The data:

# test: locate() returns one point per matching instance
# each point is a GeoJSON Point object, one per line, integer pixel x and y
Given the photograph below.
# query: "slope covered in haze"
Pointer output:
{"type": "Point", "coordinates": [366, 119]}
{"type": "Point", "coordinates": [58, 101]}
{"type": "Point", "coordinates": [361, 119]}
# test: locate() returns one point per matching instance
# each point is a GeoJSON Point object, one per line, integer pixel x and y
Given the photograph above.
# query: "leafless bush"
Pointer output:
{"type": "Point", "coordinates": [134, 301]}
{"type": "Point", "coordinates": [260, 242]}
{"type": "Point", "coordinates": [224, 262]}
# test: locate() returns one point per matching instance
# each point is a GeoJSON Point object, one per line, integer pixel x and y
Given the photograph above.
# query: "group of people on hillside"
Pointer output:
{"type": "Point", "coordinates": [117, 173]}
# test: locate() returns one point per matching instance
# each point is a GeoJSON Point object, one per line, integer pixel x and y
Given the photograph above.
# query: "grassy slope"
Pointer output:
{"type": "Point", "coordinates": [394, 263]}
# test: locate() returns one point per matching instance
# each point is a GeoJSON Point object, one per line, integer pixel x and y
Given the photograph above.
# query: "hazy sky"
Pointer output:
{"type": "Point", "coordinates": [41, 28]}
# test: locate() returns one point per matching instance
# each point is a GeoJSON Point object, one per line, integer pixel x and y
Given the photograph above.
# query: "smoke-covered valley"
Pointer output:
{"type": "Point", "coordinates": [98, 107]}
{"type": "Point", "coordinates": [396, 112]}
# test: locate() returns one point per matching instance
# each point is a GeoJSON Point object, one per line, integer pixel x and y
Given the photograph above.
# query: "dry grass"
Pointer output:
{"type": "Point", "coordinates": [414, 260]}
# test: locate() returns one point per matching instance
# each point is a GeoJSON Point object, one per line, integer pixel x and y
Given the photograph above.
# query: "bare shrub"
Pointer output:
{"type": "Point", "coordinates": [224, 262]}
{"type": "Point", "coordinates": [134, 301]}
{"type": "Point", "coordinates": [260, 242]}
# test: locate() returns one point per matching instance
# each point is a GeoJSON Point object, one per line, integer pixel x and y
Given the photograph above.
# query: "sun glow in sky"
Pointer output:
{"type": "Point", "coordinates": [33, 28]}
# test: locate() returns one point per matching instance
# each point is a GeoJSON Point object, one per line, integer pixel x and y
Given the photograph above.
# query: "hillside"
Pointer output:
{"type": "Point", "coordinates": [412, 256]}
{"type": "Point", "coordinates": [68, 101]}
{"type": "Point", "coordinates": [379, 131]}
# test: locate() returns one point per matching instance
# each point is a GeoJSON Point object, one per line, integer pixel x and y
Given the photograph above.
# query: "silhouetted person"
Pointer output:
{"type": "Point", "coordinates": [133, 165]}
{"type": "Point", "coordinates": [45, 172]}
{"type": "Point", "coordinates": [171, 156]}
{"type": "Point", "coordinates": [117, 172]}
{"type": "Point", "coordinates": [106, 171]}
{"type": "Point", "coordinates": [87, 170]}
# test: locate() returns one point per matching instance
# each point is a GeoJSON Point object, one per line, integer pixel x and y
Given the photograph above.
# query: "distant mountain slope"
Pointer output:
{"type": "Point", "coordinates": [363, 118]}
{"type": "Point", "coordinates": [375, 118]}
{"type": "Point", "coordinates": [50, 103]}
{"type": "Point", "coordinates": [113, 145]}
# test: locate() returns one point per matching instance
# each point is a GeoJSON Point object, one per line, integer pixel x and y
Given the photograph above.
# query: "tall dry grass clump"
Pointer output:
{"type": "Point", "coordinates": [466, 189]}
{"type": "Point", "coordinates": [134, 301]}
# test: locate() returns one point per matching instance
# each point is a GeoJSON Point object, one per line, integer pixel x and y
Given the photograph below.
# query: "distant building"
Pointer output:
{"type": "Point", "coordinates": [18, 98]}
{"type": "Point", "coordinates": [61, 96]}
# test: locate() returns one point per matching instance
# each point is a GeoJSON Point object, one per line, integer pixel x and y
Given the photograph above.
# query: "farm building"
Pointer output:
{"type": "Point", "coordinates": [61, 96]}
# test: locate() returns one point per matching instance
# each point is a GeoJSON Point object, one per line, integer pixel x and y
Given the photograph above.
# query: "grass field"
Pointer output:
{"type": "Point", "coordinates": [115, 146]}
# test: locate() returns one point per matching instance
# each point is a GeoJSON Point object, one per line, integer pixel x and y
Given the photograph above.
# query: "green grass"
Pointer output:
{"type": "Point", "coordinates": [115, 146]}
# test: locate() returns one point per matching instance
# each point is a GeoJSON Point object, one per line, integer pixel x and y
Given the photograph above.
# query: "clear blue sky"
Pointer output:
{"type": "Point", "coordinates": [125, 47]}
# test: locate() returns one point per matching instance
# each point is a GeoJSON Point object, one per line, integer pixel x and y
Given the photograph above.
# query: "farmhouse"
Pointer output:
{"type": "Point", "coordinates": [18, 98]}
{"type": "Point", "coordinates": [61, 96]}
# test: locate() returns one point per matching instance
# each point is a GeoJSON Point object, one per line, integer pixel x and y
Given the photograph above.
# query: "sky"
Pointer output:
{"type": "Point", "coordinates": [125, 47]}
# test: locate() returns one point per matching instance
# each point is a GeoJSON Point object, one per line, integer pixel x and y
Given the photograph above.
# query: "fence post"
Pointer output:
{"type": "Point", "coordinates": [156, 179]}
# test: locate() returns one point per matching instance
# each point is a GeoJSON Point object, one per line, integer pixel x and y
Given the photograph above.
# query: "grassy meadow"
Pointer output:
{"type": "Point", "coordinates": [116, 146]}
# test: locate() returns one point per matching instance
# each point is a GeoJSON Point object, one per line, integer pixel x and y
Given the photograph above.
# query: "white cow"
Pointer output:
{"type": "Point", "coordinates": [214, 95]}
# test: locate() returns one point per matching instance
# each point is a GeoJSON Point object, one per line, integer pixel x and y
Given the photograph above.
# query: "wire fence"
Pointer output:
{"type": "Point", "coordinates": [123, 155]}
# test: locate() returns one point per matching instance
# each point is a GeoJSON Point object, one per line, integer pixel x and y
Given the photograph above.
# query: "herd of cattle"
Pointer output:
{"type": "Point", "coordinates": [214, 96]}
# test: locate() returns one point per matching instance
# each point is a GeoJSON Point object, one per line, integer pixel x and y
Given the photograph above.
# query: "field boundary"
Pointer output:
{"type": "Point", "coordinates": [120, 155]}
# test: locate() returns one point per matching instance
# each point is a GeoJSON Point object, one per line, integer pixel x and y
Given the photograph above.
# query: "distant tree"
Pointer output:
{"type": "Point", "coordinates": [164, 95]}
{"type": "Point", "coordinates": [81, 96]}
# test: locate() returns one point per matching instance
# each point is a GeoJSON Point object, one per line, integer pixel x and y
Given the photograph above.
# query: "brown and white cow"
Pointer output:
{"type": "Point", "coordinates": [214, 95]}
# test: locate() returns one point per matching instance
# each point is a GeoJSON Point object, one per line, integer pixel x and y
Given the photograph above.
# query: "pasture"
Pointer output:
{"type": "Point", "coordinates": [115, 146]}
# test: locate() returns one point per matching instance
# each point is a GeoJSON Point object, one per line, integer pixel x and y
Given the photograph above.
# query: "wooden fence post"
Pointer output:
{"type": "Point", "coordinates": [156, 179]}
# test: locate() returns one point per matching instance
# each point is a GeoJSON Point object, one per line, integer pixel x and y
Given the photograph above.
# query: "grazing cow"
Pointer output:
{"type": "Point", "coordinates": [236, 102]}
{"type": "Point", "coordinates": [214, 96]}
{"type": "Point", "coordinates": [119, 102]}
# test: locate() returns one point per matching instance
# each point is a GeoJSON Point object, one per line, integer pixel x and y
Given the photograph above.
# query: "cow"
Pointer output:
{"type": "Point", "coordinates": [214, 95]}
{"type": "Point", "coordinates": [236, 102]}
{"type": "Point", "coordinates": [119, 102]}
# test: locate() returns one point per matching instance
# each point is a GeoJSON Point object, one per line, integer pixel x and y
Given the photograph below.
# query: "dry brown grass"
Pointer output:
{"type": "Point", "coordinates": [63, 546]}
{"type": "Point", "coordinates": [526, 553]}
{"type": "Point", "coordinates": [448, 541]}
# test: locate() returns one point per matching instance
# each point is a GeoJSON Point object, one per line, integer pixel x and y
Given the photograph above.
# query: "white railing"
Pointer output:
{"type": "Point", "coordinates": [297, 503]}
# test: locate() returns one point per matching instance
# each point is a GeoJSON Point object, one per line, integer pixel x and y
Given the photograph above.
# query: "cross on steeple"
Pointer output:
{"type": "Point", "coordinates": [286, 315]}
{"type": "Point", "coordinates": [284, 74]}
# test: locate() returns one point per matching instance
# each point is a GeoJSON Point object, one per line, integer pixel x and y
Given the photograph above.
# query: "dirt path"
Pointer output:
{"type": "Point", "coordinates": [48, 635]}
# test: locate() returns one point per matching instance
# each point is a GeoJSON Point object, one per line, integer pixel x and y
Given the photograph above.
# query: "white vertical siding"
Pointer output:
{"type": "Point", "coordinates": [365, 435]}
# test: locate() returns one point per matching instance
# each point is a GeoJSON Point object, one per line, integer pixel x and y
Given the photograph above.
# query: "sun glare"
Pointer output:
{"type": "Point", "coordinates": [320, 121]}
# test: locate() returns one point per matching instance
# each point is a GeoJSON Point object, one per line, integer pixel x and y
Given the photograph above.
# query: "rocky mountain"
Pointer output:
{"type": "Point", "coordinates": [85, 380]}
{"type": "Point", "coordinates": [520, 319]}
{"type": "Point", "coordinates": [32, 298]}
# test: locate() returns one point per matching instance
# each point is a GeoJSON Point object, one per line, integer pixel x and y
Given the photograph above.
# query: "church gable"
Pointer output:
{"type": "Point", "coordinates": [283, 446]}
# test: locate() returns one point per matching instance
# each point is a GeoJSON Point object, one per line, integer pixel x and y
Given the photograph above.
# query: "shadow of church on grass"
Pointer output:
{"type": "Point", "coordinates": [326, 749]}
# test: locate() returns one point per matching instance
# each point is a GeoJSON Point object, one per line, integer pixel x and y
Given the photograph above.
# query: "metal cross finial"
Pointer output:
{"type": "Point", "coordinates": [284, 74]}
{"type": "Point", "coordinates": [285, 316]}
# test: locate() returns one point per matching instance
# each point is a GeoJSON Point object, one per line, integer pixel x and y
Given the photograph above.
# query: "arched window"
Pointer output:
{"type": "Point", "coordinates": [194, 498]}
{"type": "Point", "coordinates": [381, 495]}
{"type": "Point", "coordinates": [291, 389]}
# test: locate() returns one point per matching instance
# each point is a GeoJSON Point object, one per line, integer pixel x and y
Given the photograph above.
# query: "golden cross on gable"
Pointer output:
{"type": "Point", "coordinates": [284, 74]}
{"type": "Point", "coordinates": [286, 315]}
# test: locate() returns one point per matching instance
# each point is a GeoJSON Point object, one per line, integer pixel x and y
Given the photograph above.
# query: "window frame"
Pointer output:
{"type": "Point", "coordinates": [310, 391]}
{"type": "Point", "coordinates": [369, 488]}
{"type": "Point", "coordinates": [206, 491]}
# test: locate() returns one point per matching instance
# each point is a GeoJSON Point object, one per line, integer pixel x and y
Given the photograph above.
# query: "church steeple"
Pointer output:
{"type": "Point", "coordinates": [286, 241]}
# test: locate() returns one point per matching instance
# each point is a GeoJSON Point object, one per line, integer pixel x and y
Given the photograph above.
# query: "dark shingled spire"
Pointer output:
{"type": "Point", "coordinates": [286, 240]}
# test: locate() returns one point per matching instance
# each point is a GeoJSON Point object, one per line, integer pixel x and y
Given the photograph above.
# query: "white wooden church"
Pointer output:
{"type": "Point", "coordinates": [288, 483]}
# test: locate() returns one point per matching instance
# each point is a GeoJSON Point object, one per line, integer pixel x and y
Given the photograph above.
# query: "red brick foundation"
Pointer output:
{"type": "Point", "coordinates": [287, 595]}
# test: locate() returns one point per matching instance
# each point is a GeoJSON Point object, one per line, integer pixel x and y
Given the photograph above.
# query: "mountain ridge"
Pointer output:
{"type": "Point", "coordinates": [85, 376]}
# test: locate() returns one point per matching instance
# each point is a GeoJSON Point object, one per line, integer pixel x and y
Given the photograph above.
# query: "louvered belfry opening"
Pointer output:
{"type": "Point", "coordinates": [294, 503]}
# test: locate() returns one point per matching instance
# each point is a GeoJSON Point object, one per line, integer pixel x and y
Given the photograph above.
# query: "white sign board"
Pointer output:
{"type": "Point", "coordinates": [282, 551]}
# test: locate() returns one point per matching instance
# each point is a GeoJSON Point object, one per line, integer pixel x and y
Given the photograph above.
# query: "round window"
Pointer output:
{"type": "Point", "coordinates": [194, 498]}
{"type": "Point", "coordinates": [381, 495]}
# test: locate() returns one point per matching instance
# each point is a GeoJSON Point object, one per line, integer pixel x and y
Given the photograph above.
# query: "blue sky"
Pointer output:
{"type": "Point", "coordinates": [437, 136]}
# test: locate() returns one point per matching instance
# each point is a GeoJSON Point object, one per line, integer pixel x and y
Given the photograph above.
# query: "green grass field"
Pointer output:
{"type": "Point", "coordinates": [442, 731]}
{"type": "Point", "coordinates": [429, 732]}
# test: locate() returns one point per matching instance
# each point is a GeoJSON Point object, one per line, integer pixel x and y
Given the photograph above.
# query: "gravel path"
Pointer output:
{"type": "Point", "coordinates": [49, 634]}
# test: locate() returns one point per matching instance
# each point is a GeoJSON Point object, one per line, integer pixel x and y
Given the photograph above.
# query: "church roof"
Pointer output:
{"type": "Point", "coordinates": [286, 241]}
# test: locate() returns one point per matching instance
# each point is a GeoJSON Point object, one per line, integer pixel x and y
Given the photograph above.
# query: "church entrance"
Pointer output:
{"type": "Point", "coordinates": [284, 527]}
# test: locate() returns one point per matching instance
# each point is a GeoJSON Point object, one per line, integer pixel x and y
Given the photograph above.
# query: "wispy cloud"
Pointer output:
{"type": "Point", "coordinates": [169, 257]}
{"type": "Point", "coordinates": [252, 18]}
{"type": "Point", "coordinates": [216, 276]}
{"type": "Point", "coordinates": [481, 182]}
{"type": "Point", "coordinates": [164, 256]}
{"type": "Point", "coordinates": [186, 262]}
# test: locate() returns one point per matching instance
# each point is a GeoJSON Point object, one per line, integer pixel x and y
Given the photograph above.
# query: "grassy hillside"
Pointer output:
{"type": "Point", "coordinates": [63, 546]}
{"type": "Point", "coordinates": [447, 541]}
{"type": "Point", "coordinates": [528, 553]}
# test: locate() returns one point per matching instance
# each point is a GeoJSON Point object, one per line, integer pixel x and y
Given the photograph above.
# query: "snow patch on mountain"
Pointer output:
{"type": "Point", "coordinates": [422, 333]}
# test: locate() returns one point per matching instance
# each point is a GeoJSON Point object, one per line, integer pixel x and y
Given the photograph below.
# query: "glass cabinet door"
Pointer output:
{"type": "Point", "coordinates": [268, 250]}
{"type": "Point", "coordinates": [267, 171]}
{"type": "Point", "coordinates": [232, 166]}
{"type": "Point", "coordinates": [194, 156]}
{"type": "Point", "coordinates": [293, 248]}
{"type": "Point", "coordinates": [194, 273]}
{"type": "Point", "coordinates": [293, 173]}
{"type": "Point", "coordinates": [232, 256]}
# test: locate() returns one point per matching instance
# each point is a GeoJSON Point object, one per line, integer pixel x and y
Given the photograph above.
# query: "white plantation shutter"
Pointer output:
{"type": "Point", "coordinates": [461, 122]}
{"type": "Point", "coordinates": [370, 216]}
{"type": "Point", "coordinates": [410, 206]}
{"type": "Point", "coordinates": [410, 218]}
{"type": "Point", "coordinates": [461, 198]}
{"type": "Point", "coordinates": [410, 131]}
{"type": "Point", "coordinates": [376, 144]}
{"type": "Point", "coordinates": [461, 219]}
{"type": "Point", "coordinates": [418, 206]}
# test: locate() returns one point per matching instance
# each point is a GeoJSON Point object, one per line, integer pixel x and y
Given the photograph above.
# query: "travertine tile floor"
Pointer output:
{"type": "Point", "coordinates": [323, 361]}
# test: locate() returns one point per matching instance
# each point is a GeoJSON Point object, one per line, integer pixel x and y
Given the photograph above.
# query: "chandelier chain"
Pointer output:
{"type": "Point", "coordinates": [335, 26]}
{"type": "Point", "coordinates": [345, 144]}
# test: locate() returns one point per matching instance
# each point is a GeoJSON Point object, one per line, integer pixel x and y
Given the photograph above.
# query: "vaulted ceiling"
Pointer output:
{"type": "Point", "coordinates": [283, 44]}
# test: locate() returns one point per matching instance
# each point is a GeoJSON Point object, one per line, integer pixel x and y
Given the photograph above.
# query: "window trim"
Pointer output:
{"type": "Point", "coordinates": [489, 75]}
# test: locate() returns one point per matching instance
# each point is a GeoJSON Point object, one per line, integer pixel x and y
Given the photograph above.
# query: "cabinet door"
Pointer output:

Problem requirements: Give only the number of lines in the records that contain the string "covered". Matching is case-sensitive.

Task result: 2